Natural-language object grounding data:
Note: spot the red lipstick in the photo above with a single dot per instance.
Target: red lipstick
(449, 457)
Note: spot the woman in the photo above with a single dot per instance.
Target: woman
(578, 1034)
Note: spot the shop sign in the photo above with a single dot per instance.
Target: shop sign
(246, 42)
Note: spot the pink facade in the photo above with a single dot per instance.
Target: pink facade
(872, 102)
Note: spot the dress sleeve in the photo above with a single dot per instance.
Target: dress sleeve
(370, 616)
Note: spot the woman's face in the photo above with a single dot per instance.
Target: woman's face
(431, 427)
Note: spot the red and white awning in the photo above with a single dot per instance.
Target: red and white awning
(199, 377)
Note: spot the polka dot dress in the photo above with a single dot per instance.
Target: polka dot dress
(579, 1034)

**Work request:**
Retype exactly the lines from the first line of the records above through the line containing "Note: spot the pink", both included, and nothing else.

**Solved problem:**
Note: spot the red lipstick in the photo above with a single dot per instance.
Target: red lipstick
(449, 457)
Note: spot the woman in the photo above with a single dot per instance.
Target: woman
(578, 1034)
Note: spot the shop sign in the photo above with a single dot per instance.
Target: shop sign
(246, 42)
Note: spot the pink facade in the photo above with a single dot per instance.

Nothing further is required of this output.